:: PROVIDED RECORDS

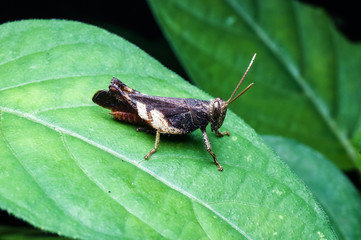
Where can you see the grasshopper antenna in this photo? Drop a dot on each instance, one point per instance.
(230, 100)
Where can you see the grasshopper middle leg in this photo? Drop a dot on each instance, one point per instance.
(157, 137)
(208, 147)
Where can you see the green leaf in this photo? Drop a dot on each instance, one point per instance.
(25, 233)
(66, 166)
(335, 192)
(306, 74)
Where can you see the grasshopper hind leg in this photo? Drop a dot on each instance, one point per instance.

::::

● **GIVEN TASK**
All entries must be written out again exactly as given, with no pictures in the copy.

● **SOLUTION BELOW**
Where can you see the grasshopper antenna in this photo? Drop a dot on each instance, one point per instance.
(230, 100)
Where can you see the grasshopper middle leg in this photo? Drop a dot on each instance, one point per instance.
(157, 137)
(208, 147)
Where can you see the green leaf in this photo? Drop a dot on each instance, one point per instance.
(25, 233)
(66, 166)
(335, 192)
(306, 74)
Where can you see the grasshopper hind leg in this photo? Drop a dot on each instance, one point per instance.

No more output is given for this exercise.